WRITTEN REQUEST:
Extract each line of the data below that contains the string "wing", treating uppercase and lowercase letters as different.

--- Start RECORDED INFORMATION ---

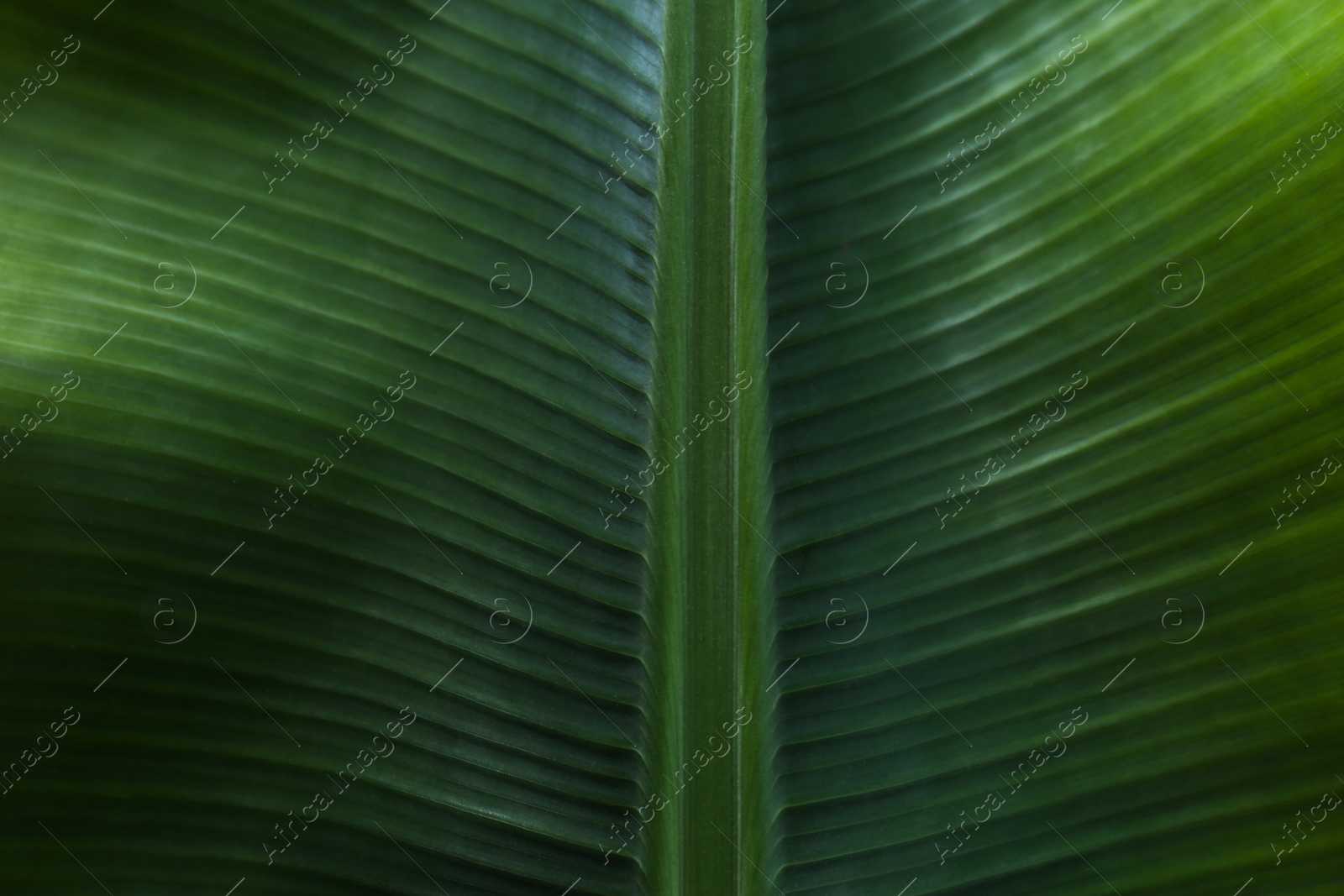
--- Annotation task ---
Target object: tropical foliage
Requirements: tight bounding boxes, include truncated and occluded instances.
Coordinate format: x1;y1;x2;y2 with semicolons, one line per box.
0;0;1344;896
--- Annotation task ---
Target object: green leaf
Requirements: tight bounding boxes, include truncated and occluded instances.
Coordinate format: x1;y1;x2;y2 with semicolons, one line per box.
0;0;1344;896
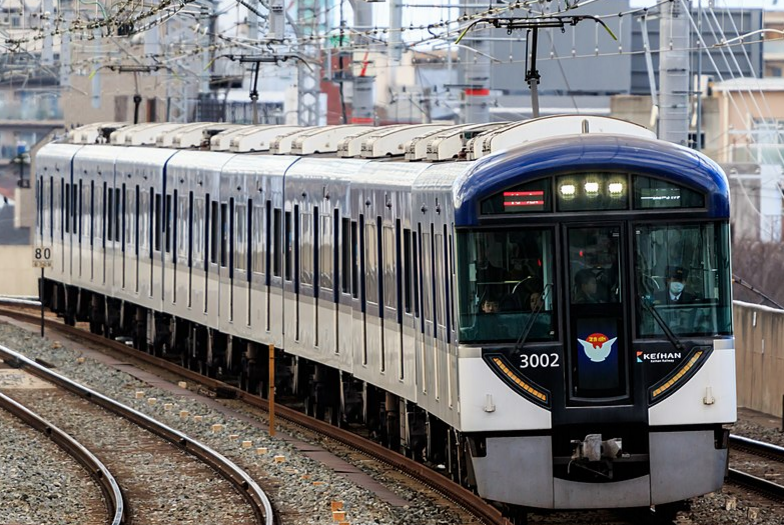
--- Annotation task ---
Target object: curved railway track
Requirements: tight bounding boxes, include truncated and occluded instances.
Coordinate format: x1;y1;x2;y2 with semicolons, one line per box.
0;332;275;525
0;304;510;525
0;393;126;525
728;435;784;502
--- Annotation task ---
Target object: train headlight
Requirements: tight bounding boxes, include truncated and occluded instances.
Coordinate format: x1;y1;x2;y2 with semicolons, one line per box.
561;184;576;195
607;182;623;197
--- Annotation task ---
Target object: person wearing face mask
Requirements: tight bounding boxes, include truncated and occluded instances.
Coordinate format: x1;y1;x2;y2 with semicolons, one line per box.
655;266;697;304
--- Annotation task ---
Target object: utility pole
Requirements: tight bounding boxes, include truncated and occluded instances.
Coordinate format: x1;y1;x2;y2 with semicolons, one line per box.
458;7;490;124
351;0;376;124
659;1;691;146
295;0;321;126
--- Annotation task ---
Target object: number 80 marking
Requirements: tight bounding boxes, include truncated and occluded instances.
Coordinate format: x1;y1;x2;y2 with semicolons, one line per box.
520;352;559;368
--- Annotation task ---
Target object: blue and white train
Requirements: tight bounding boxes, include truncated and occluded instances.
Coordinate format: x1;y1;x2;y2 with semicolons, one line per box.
34;116;736;509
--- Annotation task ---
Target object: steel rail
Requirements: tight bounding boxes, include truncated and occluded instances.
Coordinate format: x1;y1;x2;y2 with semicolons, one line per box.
0;393;126;525
728;468;784;501
730;434;784;463
0;342;274;525
0;306;511;525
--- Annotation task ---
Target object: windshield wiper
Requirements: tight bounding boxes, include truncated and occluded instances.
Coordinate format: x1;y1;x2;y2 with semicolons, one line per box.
515;284;553;352
640;295;686;352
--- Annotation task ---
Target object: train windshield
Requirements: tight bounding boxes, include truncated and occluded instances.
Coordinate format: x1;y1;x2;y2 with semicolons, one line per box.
634;223;732;338
458;229;556;343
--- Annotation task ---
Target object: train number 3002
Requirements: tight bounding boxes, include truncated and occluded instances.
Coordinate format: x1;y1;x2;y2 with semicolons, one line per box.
520;353;560;368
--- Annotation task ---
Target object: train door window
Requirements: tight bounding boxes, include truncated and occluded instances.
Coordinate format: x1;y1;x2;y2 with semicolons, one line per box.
210;200;222;264
567;225;629;400
377;222;399;309
421;231;436;321
319;209;340;301
411;232;424;320
172;190;180;265
267;208;283;278
284;211;293;281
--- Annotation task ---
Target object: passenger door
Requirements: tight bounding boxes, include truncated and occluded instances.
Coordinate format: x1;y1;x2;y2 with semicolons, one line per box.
564;223;632;407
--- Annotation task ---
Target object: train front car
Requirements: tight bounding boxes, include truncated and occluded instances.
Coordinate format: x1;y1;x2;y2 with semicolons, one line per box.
453;134;736;509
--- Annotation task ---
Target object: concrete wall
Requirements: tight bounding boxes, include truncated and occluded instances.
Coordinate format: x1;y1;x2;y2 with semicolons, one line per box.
0;245;41;297
733;301;784;417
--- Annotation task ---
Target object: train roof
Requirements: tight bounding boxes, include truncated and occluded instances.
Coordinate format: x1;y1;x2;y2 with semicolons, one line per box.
62;115;655;162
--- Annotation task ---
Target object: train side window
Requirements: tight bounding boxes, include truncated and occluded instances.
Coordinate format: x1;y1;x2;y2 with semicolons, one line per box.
153;193;163;252
292;205;302;292
267;208;283;278
90;180;95;246
378;222;398;308
133;185;141;256
163;195;172;253
120;184;127;252
63;183;71;233
228;198;237;279
112;188;123;245
219;202;230;268
210;201;221;264
361;215;380;305
98;182;110;248
283;211;292;281
71;181;81;233
335;218;354;294
351;216;364;296
48;176;54;240
295;210;318;286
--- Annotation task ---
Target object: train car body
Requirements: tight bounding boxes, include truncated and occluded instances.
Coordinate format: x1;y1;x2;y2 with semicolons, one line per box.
36;117;736;509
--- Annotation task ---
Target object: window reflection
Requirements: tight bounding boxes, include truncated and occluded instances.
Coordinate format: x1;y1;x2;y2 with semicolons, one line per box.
458;230;555;343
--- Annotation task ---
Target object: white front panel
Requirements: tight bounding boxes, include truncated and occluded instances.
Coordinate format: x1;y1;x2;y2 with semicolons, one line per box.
458;357;552;432
648;349;737;426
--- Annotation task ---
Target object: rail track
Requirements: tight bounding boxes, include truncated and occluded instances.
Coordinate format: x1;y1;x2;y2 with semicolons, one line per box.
0;393;127;525
728;435;784;502
0;304;510;525
0;331;275;525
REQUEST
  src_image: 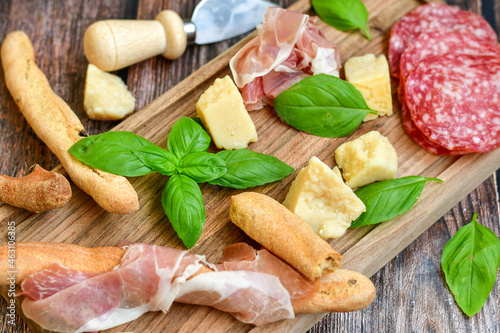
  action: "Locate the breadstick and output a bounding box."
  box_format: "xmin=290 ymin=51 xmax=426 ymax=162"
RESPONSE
xmin=1 ymin=31 xmax=139 ymax=214
xmin=0 ymin=242 xmax=125 ymax=285
xmin=229 ymin=192 xmax=342 ymax=280
xmin=0 ymin=164 xmax=71 ymax=213
xmin=0 ymin=242 xmax=375 ymax=314
xmin=293 ymin=268 xmax=376 ymax=314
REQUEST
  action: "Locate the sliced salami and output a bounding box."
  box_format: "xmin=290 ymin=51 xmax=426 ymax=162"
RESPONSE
xmin=399 ymin=31 xmax=500 ymax=82
xmin=389 ymin=3 xmax=497 ymax=78
xmin=404 ymin=54 xmax=500 ymax=152
xmin=398 ymin=83 xmax=471 ymax=155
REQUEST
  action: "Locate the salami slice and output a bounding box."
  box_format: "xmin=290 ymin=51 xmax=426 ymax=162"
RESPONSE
xmin=389 ymin=3 xmax=497 ymax=78
xmin=404 ymin=54 xmax=500 ymax=152
xmin=398 ymin=83 xmax=471 ymax=155
xmin=399 ymin=31 xmax=500 ymax=82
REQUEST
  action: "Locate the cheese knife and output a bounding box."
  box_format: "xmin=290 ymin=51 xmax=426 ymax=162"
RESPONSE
xmin=83 ymin=0 xmax=277 ymax=71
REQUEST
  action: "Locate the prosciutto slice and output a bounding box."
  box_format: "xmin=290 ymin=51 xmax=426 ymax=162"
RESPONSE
xmin=22 ymin=244 xmax=298 ymax=332
xmin=22 ymin=245 xmax=204 ymax=332
xmin=218 ymin=243 xmax=319 ymax=302
xmin=229 ymin=7 xmax=340 ymax=111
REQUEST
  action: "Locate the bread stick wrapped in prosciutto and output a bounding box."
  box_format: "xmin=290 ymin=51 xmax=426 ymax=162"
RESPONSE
xmin=229 ymin=192 xmax=342 ymax=280
xmin=0 ymin=243 xmax=375 ymax=332
xmin=229 ymin=7 xmax=340 ymax=111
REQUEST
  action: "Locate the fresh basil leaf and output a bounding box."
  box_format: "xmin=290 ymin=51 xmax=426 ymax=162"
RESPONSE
xmin=273 ymin=74 xmax=376 ymax=138
xmin=209 ymin=149 xmax=294 ymax=189
xmin=167 ymin=117 xmax=211 ymax=159
xmin=68 ymin=132 xmax=172 ymax=177
xmin=132 ymin=146 xmax=177 ymax=176
xmin=191 ymin=117 xmax=207 ymax=127
xmin=311 ymin=0 xmax=372 ymax=40
xmin=179 ymin=153 xmax=227 ymax=183
xmin=161 ymin=174 xmax=205 ymax=249
xmin=441 ymin=214 xmax=500 ymax=317
xmin=351 ymin=176 xmax=443 ymax=228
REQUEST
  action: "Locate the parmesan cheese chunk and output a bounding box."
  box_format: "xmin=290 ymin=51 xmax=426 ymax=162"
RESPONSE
xmin=283 ymin=157 xmax=366 ymax=239
xmin=344 ymin=53 xmax=392 ymax=121
xmin=196 ymin=76 xmax=257 ymax=149
xmin=335 ymin=131 xmax=398 ymax=188
xmin=83 ymin=64 xmax=135 ymax=120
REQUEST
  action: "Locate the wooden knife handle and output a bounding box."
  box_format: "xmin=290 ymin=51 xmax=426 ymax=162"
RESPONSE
xmin=83 ymin=10 xmax=187 ymax=72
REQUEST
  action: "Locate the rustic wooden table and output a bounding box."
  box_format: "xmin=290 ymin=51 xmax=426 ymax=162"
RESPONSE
xmin=0 ymin=0 xmax=500 ymax=333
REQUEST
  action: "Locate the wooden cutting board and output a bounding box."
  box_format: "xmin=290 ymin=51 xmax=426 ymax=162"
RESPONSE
xmin=0 ymin=0 xmax=500 ymax=332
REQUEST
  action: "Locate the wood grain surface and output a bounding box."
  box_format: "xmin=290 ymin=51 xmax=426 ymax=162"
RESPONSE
xmin=0 ymin=0 xmax=500 ymax=332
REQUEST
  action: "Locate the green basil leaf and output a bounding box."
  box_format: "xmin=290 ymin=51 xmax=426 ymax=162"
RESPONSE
xmin=68 ymin=132 xmax=172 ymax=177
xmin=441 ymin=214 xmax=500 ymax=317
xmin=311 ymin=0 xmax=372 ymax=40
xmin=132 ymin=146 xmax=177 ymax=176
xmin=167 ymin=117 xmax=211 ymax=159
xmin=351 ymin=176 xmax=443 ymax=228
xmin=161 ymin=174 xmax=205 ymax=249
xmin=273 ymin=74 xmax=376 ymax=138
xmin=209 ymin=149 xmax=294 ymax=189
xmin=179 ymin=153 xmax=227 ymax=183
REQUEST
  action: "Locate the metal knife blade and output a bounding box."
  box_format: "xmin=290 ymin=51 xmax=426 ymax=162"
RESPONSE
xmin=189 ymin=0 xmax=278 ymax=44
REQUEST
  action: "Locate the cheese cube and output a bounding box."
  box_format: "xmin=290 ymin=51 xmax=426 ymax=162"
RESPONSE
xmin=283 ymin=157 xmax=366 ymax=239
xmin=83 ymin=64 xmax=135 ymax=120
xmin=196 ymin=75 xmax=257 ymax=149
xmin=344 ymin=53 xmax=392 ymax=121
xmin=335 ymin=131 xmax=398 ymax=188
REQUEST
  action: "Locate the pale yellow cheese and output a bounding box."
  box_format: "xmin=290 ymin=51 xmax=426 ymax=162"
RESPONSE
xmin=283 ymin=157 xmax=366 ymax=239
xmin=196 ymin=76 xmax=257 ymax=149
xmin=83 ymin=64 xmax=135 ymax=120
xmin=344 ymin=53 xmax=392 ymax=121
xmin=335 ymin=131 xmax=398 ymax=188
xmin=332 ymin=165 xmax=342 ymax=179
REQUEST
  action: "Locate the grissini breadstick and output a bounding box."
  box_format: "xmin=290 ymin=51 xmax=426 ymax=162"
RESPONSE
xmin=0 ymin=164 xmax=71 ymax=213
xmin=1 ymin=31 xmax=139 ymax=214
xmin=0 ymin=242 xmax=375 ymax=314
xmin=229 ymin=192 xmax=342 ymax=280
xmin=292 ymin=268 xmax=376 ymax=314
xmin=0 ymin=242 xmax=125 ymax=285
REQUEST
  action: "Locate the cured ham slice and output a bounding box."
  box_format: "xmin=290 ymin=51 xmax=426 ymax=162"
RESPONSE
xmin=218 ymin=243 xmax=319 ymax=302
xmin=229 ymin=7 xmax=340 ymax=111
xmin=22 ymin=245 xmax=204 ymax=332
xmin=22 ymin=244 xmax=298 ymax=332
xmin=176 ymin=271 xmax=295 ymax=325
xmin=16 ymin=263 xmax=98 ymax=301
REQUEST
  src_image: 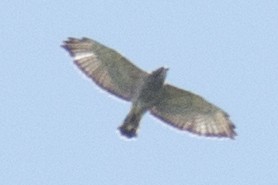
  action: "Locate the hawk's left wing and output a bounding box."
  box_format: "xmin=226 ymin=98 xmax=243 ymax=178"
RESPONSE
xmin=62 ymin=38 xmax=148 ymax=101
xmin=150 ymin=85 xmax=236 ymax=138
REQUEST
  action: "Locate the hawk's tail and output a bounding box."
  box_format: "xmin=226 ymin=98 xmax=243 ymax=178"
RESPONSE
xmin=119 ymin=108 xmax=143 ymax=138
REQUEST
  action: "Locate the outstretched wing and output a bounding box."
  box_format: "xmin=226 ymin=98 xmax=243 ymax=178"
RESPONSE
xmin=62 ymin=38 xmax=147 ymax=101
xmin=151 ymin=85 xmax=236 ymax=138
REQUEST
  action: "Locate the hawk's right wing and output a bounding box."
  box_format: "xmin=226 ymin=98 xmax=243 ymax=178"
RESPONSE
xmin=62 ymin=38 xmax=148 ymax=100
xmin=151 ymin=85 xmax=236 ymax=138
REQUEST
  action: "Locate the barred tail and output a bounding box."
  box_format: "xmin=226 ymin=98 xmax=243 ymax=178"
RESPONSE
xmin=118 ymin=108 xmax=143 ymax=138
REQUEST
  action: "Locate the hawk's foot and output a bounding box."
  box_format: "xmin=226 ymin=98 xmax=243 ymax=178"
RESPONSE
xmin=118 ymin=124 xmax=137 ymax=138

--- End RECORDED INFORMATION ---

EXERCISE RESPONSE:
  action: "Locate the hawk's left wing and output a bounding box."
  action: "Locate the outstretched wing and output a bounding box."
  action: "Locate the hawk's right wing and output a bounding box."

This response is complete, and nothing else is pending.